▸ What to do
1 – In the text on paying debts every 14 days, retype the passage starting with "If you pay $1,000" and going on through "you nearly $50,000.".
2 – According to the text on paying debts every 14 days, how much will paying off a mortgage 5 years early save?
3 – List the specific types of debt named under the heading "Other Debts" in the text on paying debts every 14 days.

▸ Selected text
==============================

Mortgage Payments
Many banks are now offering consumers a new way to pay off their debts. While a traditional mortgage payment is made monthly, you can make your mortgage payment every 14 days. While this is seemingly the same cost to you, paying your debt every 14 days can save money in the long run.
If you pay $1,000 a month on your mortgage,you will pay a total of $12,000 each year. In 30 years,you will have paid a total of $360,000 for a home worth approximately $150,000, depending on the local taxes and percentage rate. Now consider paying $500 toward your mortgage bi-weekly. There are 52 weeks in a year. This means that in a year, you will make 26 smaller payments and pay $13,000 toward your home loan. Not only will this knock years off your loan, you will also save thousands of dollars in interest charges. Paying off your loan 5 years early will save you nearly $50,000.
Car Loans
While most banks are only advertising a 14-ay payment schedule for home loans, consider your car loans as well. If you pay $300 a month toward your car loan, you will pay $3,600 a year or $21,600 in 6 years. If you decide, instead, to pay $150 every 14 days, you will pay $3,900 a year. This will knock 5 months off the length of your loan and save you about $750 in interest payments over the length of the loan.
Other Debts
This principle can be applied to student loans, credit cards, store cards, medical debt and any other type of debt that accrues interest over time. Making an additional payment toward your debt each year is a great way to painlessly save a little money in the long term. Consider talking with your bank and credit card companies to work out a new payment schedule. Paying all of your debts every 14 days will likely save you thousands of dollars and is well worth the one extra payment a year that you will make.

==============================

▸ Dataset excerpts
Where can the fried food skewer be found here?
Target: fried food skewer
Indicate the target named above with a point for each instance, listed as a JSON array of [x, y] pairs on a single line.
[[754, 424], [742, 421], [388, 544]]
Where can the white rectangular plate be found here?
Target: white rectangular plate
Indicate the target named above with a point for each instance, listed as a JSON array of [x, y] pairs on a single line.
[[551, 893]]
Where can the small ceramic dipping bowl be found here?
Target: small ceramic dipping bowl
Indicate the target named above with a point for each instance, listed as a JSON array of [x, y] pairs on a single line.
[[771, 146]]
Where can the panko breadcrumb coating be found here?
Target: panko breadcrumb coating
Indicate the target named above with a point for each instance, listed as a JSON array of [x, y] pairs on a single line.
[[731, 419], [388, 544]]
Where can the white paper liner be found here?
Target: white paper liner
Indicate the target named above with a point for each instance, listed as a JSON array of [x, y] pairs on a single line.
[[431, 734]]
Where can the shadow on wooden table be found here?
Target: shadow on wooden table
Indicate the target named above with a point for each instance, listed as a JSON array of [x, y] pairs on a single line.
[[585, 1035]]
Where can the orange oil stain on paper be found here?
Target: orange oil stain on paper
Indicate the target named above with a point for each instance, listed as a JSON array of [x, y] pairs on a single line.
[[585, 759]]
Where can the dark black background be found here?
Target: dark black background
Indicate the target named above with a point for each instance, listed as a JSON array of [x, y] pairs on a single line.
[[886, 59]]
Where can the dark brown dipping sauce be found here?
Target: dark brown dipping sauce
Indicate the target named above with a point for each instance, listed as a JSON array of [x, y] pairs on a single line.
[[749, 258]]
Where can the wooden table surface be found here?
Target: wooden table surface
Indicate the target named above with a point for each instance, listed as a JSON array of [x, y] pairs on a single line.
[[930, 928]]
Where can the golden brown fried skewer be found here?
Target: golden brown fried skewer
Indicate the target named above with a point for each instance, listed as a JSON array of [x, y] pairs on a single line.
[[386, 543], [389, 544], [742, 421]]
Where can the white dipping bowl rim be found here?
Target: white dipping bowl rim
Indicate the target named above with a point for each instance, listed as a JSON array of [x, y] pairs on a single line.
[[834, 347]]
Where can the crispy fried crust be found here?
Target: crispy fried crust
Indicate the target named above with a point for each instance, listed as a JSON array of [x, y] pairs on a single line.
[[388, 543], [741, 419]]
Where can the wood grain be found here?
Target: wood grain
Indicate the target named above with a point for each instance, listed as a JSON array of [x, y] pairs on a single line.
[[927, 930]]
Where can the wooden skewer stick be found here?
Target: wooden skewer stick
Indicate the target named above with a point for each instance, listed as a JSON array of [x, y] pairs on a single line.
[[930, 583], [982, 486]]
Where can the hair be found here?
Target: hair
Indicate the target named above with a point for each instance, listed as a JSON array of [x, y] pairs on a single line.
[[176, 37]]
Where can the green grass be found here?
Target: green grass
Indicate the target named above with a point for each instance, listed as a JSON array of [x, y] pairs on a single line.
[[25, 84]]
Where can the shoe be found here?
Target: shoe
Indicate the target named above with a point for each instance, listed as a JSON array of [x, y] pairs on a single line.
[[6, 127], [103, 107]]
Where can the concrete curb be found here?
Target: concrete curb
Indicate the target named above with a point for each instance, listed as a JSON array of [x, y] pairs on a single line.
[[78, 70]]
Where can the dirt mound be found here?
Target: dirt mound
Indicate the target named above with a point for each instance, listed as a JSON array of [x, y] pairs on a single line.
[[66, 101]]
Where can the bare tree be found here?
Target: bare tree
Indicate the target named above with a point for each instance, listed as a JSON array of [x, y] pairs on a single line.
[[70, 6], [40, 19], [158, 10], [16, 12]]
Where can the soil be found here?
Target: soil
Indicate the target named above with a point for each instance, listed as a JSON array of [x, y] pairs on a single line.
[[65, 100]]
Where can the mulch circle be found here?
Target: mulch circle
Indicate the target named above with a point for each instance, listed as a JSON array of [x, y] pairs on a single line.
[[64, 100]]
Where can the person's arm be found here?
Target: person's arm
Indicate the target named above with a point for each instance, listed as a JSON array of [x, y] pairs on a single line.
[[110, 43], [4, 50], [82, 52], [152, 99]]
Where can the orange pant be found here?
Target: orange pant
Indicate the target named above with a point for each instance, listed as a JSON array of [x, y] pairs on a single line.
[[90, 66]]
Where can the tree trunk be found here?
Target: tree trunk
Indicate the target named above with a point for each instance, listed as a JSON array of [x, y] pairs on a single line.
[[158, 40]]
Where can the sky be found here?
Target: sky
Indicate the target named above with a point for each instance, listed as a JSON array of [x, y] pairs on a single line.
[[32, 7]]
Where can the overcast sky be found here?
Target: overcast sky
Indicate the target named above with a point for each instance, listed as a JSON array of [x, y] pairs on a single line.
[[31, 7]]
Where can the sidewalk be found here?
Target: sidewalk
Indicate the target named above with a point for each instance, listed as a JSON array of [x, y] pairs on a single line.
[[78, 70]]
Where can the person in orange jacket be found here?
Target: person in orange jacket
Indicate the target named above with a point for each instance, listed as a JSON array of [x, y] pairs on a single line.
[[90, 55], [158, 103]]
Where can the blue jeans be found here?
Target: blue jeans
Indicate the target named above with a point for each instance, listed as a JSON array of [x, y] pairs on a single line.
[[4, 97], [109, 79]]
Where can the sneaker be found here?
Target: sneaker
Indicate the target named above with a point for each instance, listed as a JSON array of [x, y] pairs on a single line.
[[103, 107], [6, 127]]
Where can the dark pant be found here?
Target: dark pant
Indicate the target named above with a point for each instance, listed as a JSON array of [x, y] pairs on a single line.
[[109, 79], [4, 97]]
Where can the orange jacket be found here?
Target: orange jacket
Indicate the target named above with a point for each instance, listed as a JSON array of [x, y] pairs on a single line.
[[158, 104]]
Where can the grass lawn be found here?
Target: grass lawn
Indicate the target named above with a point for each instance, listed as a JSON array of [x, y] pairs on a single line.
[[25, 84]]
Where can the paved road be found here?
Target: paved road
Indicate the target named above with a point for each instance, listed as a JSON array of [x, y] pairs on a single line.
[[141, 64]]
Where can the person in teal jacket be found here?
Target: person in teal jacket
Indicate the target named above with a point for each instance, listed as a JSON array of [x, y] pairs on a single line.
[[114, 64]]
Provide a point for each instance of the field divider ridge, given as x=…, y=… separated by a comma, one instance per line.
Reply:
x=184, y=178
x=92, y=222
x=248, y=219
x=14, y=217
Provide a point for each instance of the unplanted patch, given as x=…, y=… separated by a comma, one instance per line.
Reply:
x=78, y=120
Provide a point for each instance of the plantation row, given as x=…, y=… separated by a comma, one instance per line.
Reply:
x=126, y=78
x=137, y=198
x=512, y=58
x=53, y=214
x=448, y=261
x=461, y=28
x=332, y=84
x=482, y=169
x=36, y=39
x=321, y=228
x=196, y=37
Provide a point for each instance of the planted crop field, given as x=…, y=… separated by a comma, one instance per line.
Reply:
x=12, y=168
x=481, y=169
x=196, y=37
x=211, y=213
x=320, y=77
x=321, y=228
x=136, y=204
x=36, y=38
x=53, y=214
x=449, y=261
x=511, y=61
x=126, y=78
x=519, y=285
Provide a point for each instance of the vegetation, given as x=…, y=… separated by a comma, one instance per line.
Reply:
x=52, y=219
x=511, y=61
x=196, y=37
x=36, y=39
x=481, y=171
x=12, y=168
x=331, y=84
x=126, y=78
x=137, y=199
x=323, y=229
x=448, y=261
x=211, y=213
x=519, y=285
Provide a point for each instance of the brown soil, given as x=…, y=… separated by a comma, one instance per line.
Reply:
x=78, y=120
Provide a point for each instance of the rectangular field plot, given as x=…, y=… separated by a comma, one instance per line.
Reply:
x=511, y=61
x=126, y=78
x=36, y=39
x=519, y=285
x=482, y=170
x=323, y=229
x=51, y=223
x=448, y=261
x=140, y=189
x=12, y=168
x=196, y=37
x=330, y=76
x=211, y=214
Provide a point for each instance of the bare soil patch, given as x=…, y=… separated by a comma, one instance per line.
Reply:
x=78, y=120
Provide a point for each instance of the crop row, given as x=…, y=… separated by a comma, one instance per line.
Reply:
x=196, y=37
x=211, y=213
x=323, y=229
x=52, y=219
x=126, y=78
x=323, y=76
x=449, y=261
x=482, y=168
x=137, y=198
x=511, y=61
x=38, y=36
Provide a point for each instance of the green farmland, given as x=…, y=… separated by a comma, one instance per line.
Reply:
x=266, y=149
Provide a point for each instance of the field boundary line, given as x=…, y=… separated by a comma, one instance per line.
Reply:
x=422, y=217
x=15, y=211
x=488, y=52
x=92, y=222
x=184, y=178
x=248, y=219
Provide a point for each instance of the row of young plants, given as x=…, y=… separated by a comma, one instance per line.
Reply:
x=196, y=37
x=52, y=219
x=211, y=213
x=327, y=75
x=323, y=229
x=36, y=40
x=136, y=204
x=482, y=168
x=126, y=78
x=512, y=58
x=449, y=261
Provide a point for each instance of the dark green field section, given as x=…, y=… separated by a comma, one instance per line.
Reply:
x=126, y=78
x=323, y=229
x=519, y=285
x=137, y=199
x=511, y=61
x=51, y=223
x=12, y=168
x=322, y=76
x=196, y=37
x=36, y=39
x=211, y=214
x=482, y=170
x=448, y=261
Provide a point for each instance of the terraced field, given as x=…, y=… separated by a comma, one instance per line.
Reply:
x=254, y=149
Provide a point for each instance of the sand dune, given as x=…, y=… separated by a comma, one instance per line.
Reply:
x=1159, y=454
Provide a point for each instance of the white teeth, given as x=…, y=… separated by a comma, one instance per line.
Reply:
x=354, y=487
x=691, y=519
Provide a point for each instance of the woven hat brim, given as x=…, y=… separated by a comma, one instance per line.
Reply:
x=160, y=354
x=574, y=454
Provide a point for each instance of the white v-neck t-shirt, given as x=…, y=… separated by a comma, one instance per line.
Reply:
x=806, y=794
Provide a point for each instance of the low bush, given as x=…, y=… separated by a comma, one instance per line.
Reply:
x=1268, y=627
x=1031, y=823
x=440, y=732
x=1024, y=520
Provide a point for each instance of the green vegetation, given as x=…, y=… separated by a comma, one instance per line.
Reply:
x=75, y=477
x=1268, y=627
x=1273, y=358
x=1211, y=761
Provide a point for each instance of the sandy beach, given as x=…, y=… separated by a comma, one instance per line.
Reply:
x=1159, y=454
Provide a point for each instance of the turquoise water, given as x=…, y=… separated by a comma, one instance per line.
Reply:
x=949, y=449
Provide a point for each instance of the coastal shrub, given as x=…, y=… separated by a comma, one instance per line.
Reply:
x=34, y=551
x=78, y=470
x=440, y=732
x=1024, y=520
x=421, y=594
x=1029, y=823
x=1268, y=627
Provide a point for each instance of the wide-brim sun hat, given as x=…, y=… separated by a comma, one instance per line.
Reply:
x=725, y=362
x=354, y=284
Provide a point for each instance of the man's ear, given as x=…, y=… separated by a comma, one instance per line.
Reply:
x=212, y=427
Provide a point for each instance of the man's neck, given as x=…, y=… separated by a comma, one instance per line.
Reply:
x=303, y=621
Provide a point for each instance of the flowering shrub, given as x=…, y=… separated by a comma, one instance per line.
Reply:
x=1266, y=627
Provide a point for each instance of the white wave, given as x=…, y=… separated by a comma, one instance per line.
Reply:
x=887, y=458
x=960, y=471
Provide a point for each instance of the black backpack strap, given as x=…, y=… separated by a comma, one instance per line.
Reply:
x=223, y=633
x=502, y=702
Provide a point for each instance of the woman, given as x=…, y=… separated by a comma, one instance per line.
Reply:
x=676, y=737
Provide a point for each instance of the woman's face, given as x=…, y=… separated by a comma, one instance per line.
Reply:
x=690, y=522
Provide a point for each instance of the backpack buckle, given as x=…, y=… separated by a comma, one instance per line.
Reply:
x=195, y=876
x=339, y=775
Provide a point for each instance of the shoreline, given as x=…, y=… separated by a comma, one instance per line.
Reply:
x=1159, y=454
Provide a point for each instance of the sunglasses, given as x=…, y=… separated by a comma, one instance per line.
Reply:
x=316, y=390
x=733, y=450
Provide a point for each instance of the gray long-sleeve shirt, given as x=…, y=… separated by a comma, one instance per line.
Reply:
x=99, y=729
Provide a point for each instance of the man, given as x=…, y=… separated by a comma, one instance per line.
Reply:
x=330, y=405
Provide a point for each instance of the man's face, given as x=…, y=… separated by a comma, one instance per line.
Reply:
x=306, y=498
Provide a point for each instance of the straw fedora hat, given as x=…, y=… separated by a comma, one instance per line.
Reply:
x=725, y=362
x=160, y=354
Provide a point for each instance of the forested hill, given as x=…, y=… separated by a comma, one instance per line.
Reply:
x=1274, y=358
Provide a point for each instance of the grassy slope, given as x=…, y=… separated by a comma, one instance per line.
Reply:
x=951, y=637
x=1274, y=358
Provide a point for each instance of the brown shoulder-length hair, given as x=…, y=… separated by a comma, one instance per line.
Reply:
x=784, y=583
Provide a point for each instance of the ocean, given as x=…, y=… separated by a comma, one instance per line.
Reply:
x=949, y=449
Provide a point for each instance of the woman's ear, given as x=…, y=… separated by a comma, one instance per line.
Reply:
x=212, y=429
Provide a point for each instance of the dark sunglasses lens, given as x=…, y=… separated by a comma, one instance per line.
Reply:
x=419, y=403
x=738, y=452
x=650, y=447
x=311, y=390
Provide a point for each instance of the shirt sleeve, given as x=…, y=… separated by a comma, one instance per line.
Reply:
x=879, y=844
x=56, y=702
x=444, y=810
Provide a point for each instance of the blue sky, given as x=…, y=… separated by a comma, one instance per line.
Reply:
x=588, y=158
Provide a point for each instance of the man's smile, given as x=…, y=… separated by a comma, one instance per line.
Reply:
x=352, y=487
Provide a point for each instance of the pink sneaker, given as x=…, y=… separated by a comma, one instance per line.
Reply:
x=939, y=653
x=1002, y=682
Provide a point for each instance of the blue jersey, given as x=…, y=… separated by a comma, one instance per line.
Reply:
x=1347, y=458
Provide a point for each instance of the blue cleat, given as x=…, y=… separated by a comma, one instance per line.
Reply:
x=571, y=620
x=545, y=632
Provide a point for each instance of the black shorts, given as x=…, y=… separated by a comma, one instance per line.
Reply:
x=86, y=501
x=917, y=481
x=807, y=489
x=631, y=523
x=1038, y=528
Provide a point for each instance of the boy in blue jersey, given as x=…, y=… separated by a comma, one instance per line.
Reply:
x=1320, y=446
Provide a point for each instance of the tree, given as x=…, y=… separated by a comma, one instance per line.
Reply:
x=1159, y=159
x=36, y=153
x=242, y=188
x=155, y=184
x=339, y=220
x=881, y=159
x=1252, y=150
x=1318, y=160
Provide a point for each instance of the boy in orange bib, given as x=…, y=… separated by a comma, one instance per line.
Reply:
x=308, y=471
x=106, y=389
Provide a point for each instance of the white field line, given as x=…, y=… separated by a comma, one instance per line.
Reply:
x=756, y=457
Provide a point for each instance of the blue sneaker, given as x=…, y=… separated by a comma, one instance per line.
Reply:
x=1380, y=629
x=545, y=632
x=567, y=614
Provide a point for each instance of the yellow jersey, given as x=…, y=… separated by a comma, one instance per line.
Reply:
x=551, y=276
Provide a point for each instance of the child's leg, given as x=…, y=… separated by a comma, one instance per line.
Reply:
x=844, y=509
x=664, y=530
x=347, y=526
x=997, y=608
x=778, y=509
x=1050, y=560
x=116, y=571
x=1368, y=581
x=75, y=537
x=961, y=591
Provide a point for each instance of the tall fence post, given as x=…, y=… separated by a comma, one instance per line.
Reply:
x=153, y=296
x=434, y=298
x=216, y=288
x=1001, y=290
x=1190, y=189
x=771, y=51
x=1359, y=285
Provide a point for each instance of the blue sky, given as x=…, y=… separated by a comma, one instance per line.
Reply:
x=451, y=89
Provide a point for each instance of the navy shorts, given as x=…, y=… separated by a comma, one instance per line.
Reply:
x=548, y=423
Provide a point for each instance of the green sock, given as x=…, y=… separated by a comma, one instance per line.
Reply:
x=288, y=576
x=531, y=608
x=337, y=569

==============================

▸ Your responses
1 –
If you pay $1,000 a month on your mortgage,you will pay a total of $12,000 each year. In 30 years,you will have paid a total of $360,000 for a home worth approximately $150,000, depending on the local taxes and percentage rate. Now consider paying $500 toward your mortgage bi-weekly. There are 52 weeks in a year. This means that in a year, you will make 26 smaller payments and pay $13,000 toward your home loan. Not only will this knock years off your loan, you will also save thousands of dollars in interest charges. Paying off your loan 5 years early will save you nearly $50,000.

2 – Nearly $50,000.

3 – Student loans, credit cards, store cards, medical debt